* EXCERTO PARA LER:
************
Com a chegada das férias da Páscoa e a expetativa de mais um verão com multidões, cresce novamente o descontentamento em várias regiões de Espanha face ao turismo de massas. Os residentes acusam as autoridades de não fazerem o suficiente para limitar os efeitos negativos do excesso de turistas, e organizam-se para protestos em várias ilhas e cidades, nomeadamente Tenerife. Saiba agora mais neste artigo.
Recorde de visitantes em 2024
No verão passado, Espanha recebeu mais de 90 milhões de visitantes estrangeiros — um número recorde. E, segundo previsões da consultora Braintrust, este valor poderá ultrapassar os 115 milhões até 2040. Para muitos espanhóis, este aumento está a transformar a vida local de forma preocupante.
************
Registos retirados de um conjunto de dados:
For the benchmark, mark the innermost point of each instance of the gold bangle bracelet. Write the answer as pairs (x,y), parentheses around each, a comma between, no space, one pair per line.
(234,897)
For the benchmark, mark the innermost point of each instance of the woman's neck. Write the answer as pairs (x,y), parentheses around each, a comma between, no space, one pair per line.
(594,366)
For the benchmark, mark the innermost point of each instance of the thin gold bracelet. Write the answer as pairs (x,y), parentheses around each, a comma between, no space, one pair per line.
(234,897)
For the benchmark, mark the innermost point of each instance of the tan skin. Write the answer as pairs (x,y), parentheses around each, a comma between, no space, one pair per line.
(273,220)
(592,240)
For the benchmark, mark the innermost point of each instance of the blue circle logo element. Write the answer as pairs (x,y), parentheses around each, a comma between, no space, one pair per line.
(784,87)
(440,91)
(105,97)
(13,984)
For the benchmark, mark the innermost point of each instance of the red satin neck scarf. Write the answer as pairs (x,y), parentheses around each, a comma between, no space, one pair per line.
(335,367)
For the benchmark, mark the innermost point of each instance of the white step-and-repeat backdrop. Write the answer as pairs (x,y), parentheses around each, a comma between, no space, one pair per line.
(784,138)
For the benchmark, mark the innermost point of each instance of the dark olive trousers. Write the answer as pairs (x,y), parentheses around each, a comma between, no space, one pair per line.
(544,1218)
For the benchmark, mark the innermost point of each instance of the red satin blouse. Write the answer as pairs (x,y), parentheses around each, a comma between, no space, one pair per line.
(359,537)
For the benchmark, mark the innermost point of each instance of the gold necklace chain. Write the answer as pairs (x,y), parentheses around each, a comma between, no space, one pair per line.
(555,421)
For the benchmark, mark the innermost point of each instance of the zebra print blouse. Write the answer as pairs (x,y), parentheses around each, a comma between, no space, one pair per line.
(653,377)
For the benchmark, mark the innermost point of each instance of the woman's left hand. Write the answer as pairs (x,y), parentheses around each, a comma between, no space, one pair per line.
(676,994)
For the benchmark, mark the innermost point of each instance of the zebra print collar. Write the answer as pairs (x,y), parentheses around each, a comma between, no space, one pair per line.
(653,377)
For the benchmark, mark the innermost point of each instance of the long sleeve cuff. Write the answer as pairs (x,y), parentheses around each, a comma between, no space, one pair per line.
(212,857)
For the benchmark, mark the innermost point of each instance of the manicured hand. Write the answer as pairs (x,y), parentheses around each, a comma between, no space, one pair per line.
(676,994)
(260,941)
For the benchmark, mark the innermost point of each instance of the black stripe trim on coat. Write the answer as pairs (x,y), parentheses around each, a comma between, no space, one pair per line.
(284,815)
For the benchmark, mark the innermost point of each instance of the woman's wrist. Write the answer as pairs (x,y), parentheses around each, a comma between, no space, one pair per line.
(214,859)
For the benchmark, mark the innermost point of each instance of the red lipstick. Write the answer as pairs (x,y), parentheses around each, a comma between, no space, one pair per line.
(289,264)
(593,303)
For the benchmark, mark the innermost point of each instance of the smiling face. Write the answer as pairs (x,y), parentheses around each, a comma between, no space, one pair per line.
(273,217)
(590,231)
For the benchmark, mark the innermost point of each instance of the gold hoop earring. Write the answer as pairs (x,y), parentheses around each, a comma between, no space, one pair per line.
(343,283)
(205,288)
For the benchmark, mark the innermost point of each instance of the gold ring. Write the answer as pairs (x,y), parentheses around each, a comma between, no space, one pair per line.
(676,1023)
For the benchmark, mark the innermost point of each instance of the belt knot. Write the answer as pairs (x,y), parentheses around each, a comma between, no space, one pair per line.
************
* COMO RESOLVER:
De acordo com o texto sobre o turismo de massas em Espanha, quantos visitantes estrangeiros recebeu o país no verão passado? Os registos provêm de uma fonte diferente da do texto.

* RESOLUÇÃO DO PROBLEMA:
Mais de 90 milhões de visitantes estrangeiros.